____ EXCERPTED RECORDS

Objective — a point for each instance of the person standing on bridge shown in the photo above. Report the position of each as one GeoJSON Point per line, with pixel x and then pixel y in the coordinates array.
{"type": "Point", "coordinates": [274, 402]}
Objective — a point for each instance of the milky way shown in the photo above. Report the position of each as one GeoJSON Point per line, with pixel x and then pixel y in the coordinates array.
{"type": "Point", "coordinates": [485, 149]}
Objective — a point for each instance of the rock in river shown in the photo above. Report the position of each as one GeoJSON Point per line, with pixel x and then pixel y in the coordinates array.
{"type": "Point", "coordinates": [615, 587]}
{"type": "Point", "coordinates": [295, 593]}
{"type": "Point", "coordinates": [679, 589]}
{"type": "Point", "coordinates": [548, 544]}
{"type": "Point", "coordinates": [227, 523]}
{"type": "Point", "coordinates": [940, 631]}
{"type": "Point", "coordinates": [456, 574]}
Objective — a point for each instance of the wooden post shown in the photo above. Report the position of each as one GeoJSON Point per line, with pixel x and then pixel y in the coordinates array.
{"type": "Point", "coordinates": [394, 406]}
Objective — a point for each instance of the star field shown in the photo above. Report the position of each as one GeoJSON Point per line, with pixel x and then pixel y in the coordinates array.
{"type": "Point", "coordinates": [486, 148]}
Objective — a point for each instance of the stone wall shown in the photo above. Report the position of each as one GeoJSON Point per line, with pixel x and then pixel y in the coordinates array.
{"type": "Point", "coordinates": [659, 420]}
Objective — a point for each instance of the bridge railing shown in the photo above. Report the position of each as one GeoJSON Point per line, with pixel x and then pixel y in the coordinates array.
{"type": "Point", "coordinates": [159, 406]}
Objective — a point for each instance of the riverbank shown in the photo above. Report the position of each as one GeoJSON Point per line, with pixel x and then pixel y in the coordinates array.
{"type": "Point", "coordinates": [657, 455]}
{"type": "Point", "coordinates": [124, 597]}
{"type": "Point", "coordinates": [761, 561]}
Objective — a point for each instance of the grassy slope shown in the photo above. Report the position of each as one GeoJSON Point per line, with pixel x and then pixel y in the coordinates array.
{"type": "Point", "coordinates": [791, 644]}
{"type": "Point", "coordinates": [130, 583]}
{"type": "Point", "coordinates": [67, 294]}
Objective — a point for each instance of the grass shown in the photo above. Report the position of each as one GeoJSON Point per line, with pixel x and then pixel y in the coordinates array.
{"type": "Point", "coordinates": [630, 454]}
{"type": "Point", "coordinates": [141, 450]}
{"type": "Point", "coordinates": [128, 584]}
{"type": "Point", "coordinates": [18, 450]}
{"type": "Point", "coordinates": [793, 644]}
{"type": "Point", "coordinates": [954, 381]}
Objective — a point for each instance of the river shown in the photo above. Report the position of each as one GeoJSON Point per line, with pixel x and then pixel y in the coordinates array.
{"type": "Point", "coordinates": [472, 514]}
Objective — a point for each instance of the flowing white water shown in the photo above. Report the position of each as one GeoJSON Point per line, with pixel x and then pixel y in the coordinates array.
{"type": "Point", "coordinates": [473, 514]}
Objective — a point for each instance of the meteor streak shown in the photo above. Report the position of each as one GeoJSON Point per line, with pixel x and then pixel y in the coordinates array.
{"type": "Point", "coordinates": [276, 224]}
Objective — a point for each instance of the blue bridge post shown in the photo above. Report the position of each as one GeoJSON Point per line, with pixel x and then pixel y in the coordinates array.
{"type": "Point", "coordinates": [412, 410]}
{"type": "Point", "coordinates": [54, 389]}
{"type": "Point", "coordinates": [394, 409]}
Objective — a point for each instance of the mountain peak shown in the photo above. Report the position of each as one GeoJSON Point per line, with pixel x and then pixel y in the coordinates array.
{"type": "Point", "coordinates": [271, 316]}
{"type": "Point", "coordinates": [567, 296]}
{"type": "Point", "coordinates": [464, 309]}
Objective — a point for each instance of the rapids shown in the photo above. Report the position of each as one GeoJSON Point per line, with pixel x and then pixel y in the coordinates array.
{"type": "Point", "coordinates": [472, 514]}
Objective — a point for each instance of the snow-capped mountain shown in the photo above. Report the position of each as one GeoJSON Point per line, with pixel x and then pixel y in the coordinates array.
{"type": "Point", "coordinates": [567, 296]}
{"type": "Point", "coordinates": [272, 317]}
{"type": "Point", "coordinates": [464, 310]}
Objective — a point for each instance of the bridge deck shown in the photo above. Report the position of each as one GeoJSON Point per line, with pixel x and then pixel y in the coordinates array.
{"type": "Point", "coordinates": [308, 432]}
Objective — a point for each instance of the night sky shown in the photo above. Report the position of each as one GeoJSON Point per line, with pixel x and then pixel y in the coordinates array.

________

» **TASK DIRECTIONS**
Write out the listing once more, matching it exactly.

» **SOLUTION TO THE PROBLEM**
Objective — a point for each instance of the person standing on bridge shown in the photo above. Report the position of each as one GeoJSON Point per line, with pixel x and then pixel y in the coordinates array.
{"type": "Point", "coordinates": [274, 402]}
Objective — a point for each instance of the milky way shown in the photo above. Report the position of each as one GeoJSON Point per line, with pixel x and then pixel y in the coordinates array.
{"type": "Point", "coordinates": [485, 149]}
Objective — a point for each instance of the rock in river shown in the photo above. Report the position of each as one GeoJSON Point per line, with pixel x and then pixel y in the coordinates array.
{"type": "Point", "coordinates": [615, 587]}
{"type": "Point", "coordinates": [295, 593]}
{"type": "Point", "coordinates": [679, 589]}
{"type": "Point", "coordinates": [548, 544]}
{"type": "Point", "coordinates": [227, 523]}
{"type": "Point", "coordinates": [940, 631]}
{"type": "Point", "coordinates": [456, 574]}
Objective — a point for each instance of the wooden post shown in the photo above. Report the position of each as one GeoJSON Point per line, with pixel x and then pixel y in the coordinates array.
{"type": "Point", "coordinates": [394, 406]}
Objective — a point for each instance of the star field shown in the photo above. Report the position of each as one GeoJSON Point per line, with pixel x and then pixel y in the coordinates array.
{"type": "Point", "coordinates": [486, 148]}
Objective — a point for each instance of the stone wall shown in the photo above. Report the position of each as one GeoJSON Point per line, with pixel x and then pixel y in the coordinates array.
{"type": "Point", "coordinates": [659, 420]}
Objective — a point for each instance of the bridge railing shown in the photo above. Report the position of each as one GeoJSON Point per line, with pixel x and then pixel y in the coordinates array.
{"type": "Point", "coordinates": [159, 406]}
Objective — a point for each instance of the riverbank shown in the photo above. Report the position of each as one GeoJSON Point per line, with pixel x and then pixel y in the coordinates array.
{"type": "Point", "coordinates": [657, 455]}
{"type": "Point", "coordinates": [124, 597]}
{"type": "Point", "coordinates": [761, 561]}
Objective — a point for each instance of the grassy slope shown in the photo above. Report the position of each as one GeoJSON Point per line, with pixel x and then pixel y in the coordinates array.
{"type": "Point", "coordinates": [791, 644]}
{"type": "Point", "coordinates": [130, 583]}
{"type": "Point", "coordinates": [67, 294]}
Objective — a point for each instance of the grass shown in the photo above. Report the position of each as one GeoJSON Point per line, with pixel x and then pixel y in the coordinates array.
{"type": "Point", "coordinates": [630, 454]}
{"type": "Point", "coordinates": [141, 450]}
{"type": "Point", "coordinates": [128, 584]}
{"type": "Point", "coordinates": [18, 450]}
{"type": "Point", "coordinates": [793, 644]}
{"type": "Point", "coordinates": [954, 381]}
Objective — a point for each instance of the river shown in the photo above. Report the position of each as one GeoJSON Point per line, with pixel x and then pixel y in the coordinates array.
{"type": "Point", "coordinates": [472, 514]}
Objective — a point for each instance of the flowing white water shown in the photo above. Report the position of each as one GeoJSON Point per line, with pixel x and then pixel y in the coordinates array.
{"type": "Point", "coordinates": [473, 514]}
Objective — a point for each instance of the meteor streak shown in the photo above. Report the position of each as one GeoJSON Point per line, with pixel x and then pixel y in the coordinates array.
{"type": "Point", "coordinates": [276, 224]}
Objective — a point for each instance of the blue bridge post shown in the photo above. Report the position of each as one GeoJSON Point per line, with pixel x and then pixel y in the coordinates array.
{"type": "Point", "coordinates": [412, 410]}
{"type": "Point", "coordinates": [54, 389]}
{"type": "Point", "coordinates": [394, 409]}
Objective — a point for each instance of the mountain peak shown in the photo above. Report the position of each as one GeoJSON Point per line, with pixel x and then pixel y in the coordinates array.
{"type": "Point", "coordinates": [271, 316]}
{"type": "Point", "coordinates": [567, 296]}
{"type": "Point", "coordinates": [464, 309]}
Objective — a point for each instance of the rapids shown in the photo above. Report the position of each as one GeoJSON Point per line, with pixel x and then pixel y in the coordinates array.
{"type": "Point", "coordinates": [472, 514]}
Objective — a point for each instance of the snow-capped mountain shown in the photo above. Report the position of each as one GeoJSON Point per line, with pixel x and then pixel y in the coordinates array.
{"type": "Point", "coordinates": [567, 296]}
{"type": "Point", "coordinates": [272, 317]}
{"type": "Point", "coordinates": [464, 310]}
Objective — a point for each instance of the bridge deck shown in the photo above. Report the position of each as one GeoJSON Point per line, with pixel x and then pixel y in the coordinates array.
{"type": "Point", "coordinates": [308, 432]}
Objective — a point for each instance of the night sky shown in the photo above. Report the position of each as one GeoJSON Point per line, with pixel x and then pixel y in the coordinates array.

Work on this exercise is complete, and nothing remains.